BEGIN

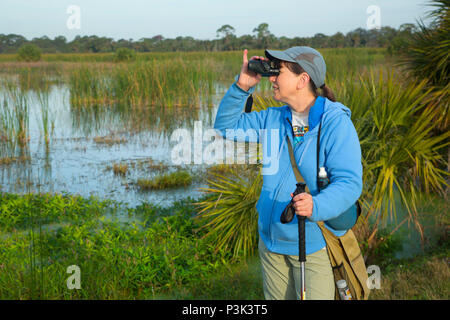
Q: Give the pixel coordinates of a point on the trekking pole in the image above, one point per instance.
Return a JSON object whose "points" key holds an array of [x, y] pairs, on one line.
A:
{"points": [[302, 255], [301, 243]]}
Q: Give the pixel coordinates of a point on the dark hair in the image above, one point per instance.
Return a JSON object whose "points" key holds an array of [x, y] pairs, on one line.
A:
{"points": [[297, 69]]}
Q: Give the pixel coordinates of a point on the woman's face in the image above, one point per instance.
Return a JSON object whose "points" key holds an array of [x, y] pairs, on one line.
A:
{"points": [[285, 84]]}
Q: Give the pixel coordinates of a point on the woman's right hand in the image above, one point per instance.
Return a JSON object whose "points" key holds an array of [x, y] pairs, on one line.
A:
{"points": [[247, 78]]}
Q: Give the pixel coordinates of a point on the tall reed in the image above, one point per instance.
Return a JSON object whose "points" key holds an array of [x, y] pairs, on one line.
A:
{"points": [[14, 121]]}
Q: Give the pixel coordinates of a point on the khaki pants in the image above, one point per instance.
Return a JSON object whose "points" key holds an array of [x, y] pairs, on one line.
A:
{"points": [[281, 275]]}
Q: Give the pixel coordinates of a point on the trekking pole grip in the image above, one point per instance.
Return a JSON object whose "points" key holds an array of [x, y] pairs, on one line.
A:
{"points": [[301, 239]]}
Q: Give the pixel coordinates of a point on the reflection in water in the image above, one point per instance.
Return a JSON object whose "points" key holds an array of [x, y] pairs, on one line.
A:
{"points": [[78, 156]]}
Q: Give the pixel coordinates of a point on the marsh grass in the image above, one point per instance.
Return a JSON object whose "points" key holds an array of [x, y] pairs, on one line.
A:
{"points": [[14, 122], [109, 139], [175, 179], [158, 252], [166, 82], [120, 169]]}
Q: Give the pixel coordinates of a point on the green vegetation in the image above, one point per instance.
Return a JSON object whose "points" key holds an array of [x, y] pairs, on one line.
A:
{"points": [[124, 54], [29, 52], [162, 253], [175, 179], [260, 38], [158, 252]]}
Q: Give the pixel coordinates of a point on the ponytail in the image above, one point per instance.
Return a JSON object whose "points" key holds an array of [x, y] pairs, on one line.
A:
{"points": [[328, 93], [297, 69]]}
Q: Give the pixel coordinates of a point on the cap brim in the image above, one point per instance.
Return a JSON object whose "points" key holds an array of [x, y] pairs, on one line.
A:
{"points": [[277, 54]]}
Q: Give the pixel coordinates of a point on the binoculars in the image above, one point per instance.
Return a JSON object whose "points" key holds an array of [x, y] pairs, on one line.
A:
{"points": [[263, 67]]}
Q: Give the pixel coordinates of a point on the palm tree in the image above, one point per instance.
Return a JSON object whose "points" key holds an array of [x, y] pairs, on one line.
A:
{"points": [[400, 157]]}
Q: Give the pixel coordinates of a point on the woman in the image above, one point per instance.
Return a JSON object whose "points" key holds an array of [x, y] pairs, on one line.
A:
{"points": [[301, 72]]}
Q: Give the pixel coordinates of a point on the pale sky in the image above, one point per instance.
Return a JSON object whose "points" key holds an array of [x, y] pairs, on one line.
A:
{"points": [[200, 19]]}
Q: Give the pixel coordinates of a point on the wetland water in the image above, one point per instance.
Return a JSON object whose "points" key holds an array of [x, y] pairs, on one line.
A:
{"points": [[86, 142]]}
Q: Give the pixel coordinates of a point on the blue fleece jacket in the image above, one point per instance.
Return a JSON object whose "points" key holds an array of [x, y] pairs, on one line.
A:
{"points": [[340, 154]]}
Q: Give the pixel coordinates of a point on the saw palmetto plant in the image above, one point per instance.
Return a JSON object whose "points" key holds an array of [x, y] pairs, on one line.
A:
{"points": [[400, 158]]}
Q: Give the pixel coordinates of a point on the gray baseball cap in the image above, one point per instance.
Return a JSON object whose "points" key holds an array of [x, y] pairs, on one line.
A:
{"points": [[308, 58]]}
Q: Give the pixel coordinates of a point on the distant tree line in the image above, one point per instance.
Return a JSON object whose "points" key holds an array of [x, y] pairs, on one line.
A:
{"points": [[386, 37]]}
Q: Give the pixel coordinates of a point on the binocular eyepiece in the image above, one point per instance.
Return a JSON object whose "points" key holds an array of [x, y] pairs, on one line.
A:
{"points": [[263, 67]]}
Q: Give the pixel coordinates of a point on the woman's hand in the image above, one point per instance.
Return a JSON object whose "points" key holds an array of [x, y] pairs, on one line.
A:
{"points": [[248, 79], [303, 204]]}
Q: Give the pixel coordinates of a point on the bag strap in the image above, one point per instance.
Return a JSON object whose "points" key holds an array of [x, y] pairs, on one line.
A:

END

[WHAT YOU WILL DO] Everything from the line containing "Q: Give the pixel coordinates of a point on the pale" through the final line of the listing, inclusive, must be reproduced exactly; leave out the rest.

[OUTPUT FOR THIS EXERCISE]
Q: Give the pixel coordinates of a point on the pale sky in the image above, one point per instance.
Return a JSON object whose "points" key holds an array of [x, y] pairs, on one line.
A:
{"points": [[200, 19]]}
Q: Give the pixel coordinates of a point on the wetland water in the image above, one point per instance.
Return a JSON object whose "points" key holds an array of [x, y] pairs, on one line.
A:
{"points": [[86, 142]]}
Q: Give the pixel coordinates of a point on the blue fleece jacket in the image above, one point per instance.
Return a JSON object whose "points" key holds an array of [x, y] pairs, on one line.
A:
{"points": [[340, 154]]}
Q: Give the pixel coordinates of a point on the saw palmetto plant in the image above, one point per instance.
Return a JSON object whose "points" key holds an array of [x, y] pairs, on one line.
A:
{"points": [[400, 158]]}
Q: Give the pixel coordinates of a point on the gray baseball cap in the image above, one point per instance.
Return a JSON object whose "points" key holds an array of [x, y] pairs, on one line.
A:
{"points": [[308, 58]]}
Q: Give the pixel coordinates of a point on the distant tree line in the image above, one point per instance.
Return a JSON object whose "points" key holds an array of [x, y] pairs, on one line.
A:
{"points": [[386, 37]]}
Q: Give the pixel coordinates of a point on the binocular eyepiece in the image above, one point per instance.
Return a JSON object whose "points" key holds an array of [x, y] pairs, on one line.
A:
{"points": [[263, 67]]}
Q: Give the pixel coordinates of a point on the woman's hand in the image above, one point per instance.
Return a JSON object whose "points" key holds an array of [x, y] pairs, on one line.
A:
{"points": [[248, 79], [303, 204]]}
Q: Give the pixel coordinates of a point on the bag strap in the image above, one point per instance.
Return a JSON object whose "points" key holds an array of [x, y] pairs, on one line.
A:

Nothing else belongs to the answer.